§ **THE TASK**: Return every line of the records below that contains the word "jersey", copying each one in full.

[begin THE DATA]

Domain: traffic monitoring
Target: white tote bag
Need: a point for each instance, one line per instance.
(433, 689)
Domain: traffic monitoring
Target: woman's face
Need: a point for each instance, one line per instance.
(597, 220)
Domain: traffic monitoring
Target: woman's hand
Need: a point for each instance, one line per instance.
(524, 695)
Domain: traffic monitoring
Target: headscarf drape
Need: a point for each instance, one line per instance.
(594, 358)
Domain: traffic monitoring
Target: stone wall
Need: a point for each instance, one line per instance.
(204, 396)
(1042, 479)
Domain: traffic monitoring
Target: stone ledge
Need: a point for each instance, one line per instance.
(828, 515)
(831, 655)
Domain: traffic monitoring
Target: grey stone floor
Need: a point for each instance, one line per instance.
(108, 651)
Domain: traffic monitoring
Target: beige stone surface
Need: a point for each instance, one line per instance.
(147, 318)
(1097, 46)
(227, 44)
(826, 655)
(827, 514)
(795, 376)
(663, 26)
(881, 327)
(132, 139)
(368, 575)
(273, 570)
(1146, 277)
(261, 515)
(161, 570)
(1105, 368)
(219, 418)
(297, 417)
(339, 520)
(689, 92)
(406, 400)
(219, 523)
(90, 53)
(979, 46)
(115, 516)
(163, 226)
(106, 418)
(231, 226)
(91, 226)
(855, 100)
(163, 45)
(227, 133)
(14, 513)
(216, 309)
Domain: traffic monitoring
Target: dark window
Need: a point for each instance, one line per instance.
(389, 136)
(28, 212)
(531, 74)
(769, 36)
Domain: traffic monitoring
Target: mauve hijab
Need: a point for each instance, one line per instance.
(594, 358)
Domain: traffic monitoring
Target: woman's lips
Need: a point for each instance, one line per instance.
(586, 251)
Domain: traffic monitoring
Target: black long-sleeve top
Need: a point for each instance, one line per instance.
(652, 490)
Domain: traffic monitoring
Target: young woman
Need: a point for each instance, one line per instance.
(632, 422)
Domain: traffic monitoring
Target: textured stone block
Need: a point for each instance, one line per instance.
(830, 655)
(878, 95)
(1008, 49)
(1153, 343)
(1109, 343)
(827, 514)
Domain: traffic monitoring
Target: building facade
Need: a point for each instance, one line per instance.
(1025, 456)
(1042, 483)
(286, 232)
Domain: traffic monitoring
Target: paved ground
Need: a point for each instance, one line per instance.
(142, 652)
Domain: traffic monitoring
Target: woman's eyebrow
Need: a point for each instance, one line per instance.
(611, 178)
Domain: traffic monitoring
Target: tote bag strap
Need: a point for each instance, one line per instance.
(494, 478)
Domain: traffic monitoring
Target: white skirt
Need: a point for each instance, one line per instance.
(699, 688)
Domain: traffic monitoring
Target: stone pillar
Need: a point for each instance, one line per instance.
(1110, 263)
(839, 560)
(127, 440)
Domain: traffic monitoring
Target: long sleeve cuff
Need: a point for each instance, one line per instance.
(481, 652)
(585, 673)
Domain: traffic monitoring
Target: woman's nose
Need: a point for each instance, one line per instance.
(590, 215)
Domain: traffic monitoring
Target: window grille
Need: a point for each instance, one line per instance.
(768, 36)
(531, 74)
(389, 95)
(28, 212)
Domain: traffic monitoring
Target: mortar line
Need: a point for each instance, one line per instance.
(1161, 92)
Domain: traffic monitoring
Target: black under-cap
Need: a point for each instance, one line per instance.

[end THE DATA]
[begin THE DATA]

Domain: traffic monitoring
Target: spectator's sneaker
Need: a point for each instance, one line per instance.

[end THE DATA]
[begin THE DATA]

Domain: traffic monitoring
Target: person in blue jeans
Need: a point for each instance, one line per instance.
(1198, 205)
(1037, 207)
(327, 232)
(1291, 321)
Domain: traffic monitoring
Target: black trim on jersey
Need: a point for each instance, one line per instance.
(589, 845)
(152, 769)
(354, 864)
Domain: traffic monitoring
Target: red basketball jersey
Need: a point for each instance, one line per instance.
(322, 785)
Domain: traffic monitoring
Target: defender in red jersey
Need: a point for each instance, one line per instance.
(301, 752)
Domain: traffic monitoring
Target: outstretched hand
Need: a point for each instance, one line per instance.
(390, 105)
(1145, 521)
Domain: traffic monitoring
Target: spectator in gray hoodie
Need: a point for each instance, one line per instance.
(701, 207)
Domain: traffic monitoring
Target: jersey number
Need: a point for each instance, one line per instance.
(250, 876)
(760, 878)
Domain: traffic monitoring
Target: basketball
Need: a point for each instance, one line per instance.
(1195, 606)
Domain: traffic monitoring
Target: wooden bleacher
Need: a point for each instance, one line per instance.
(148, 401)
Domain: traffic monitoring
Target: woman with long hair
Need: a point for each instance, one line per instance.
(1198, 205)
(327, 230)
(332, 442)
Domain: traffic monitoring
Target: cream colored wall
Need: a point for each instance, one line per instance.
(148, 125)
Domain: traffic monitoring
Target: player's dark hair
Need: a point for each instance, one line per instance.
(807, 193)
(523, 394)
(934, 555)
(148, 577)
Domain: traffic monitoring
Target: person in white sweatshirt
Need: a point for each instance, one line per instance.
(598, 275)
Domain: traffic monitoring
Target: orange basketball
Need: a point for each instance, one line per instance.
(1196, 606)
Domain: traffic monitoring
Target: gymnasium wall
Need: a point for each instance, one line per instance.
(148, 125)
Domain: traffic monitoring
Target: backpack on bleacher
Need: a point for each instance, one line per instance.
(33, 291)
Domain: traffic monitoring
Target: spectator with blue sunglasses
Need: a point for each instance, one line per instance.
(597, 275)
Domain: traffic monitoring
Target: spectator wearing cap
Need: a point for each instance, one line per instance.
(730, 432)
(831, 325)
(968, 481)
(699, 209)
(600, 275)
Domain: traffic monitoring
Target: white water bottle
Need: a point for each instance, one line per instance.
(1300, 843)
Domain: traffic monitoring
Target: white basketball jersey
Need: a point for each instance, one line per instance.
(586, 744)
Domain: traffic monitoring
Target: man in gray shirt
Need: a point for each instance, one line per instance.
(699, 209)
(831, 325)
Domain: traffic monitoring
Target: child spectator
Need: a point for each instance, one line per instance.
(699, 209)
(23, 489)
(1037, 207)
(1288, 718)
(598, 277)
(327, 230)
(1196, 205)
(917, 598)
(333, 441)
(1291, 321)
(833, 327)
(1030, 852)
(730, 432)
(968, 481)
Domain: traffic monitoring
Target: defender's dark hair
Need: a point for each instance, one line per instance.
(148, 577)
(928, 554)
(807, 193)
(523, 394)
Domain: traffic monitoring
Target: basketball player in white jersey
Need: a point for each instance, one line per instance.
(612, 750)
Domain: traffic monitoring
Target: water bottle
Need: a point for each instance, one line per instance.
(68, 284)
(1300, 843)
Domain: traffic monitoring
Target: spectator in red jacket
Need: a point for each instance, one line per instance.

[end THE DATA]

§ **WRITTEN REPLY**:
Target: black trim on jersey
Target: red basketball jersey
Target: defender in red jersey
Target: jersey number
Target: white basketball jersey
Target: basketball player in white jersey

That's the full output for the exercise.